>> START Recorded information

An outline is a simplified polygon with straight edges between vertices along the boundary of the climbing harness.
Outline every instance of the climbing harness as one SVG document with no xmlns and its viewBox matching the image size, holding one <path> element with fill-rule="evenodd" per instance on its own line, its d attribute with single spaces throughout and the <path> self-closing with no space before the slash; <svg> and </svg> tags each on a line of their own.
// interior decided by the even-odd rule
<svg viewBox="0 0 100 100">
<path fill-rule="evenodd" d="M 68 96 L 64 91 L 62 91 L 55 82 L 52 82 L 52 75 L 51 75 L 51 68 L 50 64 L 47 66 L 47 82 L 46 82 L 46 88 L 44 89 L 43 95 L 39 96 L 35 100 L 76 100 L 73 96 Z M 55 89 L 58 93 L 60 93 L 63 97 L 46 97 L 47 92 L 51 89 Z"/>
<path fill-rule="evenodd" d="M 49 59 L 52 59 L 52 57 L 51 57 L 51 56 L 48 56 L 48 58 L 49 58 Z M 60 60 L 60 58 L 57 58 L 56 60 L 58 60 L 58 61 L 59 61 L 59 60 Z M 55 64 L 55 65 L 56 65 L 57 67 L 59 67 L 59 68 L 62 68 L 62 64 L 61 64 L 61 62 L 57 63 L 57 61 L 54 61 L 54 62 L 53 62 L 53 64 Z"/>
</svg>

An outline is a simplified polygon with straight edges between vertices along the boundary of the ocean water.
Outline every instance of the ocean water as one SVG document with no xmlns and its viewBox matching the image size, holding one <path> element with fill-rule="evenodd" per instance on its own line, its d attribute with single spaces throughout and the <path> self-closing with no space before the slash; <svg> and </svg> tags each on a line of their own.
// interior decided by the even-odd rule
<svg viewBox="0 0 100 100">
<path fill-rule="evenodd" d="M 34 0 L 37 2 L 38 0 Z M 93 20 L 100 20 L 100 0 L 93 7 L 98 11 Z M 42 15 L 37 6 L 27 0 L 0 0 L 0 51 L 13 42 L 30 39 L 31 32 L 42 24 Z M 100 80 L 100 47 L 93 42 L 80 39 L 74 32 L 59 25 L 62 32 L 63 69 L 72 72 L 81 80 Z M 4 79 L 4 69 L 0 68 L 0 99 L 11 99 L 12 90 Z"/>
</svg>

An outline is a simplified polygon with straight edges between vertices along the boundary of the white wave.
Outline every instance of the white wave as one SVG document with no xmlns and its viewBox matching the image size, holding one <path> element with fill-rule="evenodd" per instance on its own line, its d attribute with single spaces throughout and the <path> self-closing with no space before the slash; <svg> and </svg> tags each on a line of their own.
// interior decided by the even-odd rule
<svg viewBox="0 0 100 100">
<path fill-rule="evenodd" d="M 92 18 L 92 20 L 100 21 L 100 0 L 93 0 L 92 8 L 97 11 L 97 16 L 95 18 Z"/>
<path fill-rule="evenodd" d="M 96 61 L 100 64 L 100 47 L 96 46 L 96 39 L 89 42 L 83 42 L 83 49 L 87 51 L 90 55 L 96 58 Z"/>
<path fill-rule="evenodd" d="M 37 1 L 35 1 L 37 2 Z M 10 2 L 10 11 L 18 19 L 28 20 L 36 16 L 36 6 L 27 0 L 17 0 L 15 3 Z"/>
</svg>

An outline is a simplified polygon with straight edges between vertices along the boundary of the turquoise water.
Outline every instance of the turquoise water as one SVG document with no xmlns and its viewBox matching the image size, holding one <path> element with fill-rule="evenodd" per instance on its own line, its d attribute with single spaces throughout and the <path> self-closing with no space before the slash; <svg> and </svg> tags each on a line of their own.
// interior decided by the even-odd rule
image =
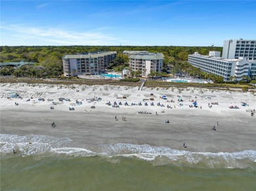
<svg viewBox="0 0 256 191">
<path fill-rule="evenodd" d="M 104 75 L 102 75 L 102 76 L 103 77 L 108 77 L 108 78 L 120 78 L 121 77 L 121 75 L 114 75 L 114 74 L 104 74 Z"/>
<path fill-rule="evenodd" d="M 255 190 L 254 169 L 157 165 L 125 157 L 1 158 L 1 190 Z"/>
<path fill-rule="evenodd" d="M 0 134 L 0 190 L 256 190 L 255 150 L 191 152 L 148 145 L 74 143 L 68 137 Z"/>
</svg>

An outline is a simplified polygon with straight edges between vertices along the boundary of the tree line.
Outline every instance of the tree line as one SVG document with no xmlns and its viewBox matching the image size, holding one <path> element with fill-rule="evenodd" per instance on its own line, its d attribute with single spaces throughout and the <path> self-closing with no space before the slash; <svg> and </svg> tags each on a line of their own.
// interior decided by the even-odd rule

>> END Recorded information

Exercise requirements —
Reproduce verbatim the lines of the data starting at the line containing "the tree line." and ending at the final line of the data, both included.

Response to this exercise —
An outline is a simplified polygon with straight edges between vertices along the boundary of the tree line.
Outline every instance of the tree line as one SVG document with no xmlns and its viewBox matching the image size, holding one <path> element with fill-rule="evenodd" per instance on its own line, its d attribute with single spaces throughout and the <path> self-closing with no space before the slash; <svg> and </svg> tags each on a line of their own.
// interior decided by the even-odd rule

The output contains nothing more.